**Task to carry out**
Among the lines of the records, please find those that contain the word "fence" and copy them.

**Listed records**
——————

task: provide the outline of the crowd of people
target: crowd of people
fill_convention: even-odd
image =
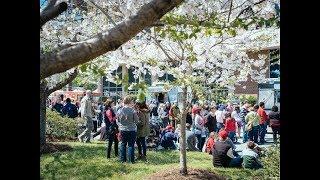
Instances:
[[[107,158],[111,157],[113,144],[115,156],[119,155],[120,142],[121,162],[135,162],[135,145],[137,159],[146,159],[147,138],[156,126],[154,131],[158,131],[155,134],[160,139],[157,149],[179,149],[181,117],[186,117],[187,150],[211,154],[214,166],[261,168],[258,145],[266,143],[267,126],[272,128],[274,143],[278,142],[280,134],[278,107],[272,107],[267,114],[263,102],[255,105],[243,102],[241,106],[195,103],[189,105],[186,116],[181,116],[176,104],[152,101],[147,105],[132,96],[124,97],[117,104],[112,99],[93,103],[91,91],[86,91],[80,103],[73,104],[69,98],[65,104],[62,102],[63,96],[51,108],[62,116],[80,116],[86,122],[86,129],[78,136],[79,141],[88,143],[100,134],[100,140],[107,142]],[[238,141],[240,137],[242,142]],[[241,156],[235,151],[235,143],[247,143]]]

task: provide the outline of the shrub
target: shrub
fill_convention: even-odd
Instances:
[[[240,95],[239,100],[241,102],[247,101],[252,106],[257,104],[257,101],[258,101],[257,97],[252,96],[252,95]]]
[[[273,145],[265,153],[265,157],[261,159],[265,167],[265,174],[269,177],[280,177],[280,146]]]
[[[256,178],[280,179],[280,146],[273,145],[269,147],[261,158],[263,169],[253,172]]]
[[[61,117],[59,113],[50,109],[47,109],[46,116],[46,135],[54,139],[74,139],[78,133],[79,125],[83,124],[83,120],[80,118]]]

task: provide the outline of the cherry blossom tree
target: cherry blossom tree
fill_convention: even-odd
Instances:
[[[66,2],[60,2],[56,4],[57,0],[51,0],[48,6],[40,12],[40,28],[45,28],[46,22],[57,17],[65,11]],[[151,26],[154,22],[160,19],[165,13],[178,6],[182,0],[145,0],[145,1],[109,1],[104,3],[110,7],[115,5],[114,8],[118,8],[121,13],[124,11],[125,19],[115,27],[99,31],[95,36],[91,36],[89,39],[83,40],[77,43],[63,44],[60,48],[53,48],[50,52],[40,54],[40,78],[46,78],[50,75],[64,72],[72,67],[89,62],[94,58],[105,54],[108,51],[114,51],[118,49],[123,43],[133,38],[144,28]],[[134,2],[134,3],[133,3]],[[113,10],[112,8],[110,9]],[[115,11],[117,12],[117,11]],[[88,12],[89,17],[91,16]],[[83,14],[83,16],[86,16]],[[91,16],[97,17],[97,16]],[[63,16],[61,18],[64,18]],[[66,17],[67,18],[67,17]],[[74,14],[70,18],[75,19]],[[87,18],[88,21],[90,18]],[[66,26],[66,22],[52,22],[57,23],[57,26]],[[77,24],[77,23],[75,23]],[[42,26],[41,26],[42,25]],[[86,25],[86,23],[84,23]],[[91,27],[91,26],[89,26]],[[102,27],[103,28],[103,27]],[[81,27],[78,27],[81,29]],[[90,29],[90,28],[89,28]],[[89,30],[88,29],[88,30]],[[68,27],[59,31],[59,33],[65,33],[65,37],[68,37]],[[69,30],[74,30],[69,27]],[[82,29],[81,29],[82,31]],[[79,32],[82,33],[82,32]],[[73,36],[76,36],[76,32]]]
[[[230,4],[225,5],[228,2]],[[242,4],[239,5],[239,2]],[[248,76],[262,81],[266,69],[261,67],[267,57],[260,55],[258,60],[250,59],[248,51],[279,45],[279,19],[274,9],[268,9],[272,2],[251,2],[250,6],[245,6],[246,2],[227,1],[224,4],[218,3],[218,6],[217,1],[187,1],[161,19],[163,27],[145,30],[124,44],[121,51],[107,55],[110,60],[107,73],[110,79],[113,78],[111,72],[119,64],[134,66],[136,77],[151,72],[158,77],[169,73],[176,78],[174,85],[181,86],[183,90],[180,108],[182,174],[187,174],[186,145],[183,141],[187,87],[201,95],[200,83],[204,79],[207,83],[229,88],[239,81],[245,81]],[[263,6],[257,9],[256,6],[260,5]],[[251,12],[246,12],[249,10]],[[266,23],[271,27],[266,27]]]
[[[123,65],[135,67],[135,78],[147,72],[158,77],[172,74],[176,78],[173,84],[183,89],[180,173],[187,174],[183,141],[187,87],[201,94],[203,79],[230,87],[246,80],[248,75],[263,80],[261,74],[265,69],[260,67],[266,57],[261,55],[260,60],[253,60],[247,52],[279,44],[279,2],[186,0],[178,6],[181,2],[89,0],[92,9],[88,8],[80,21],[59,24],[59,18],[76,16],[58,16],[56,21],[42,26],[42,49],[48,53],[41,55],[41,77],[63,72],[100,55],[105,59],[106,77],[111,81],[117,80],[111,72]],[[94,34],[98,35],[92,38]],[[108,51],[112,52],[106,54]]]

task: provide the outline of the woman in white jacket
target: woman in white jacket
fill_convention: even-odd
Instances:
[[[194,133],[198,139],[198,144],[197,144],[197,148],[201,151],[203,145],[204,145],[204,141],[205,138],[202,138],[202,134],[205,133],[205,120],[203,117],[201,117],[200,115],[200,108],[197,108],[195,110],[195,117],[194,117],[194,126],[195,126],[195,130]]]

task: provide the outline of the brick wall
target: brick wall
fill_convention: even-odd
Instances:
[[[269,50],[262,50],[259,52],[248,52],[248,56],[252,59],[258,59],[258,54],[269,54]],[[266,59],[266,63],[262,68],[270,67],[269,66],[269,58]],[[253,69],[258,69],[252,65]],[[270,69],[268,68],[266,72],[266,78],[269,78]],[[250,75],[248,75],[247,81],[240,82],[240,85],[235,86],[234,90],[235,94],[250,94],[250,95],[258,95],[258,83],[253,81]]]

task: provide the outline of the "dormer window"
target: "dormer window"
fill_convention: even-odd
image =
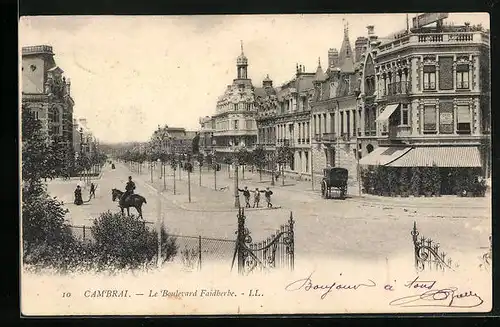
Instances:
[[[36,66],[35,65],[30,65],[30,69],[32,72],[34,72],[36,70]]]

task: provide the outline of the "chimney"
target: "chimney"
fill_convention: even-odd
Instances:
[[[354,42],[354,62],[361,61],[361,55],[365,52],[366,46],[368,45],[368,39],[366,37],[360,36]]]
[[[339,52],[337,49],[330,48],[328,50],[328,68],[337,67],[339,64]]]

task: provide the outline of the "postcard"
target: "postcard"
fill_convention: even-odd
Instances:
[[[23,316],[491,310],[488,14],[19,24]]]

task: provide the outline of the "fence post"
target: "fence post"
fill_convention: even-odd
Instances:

——————

**Output below**
task: provide the outline of the "fence post"
target: "fence post"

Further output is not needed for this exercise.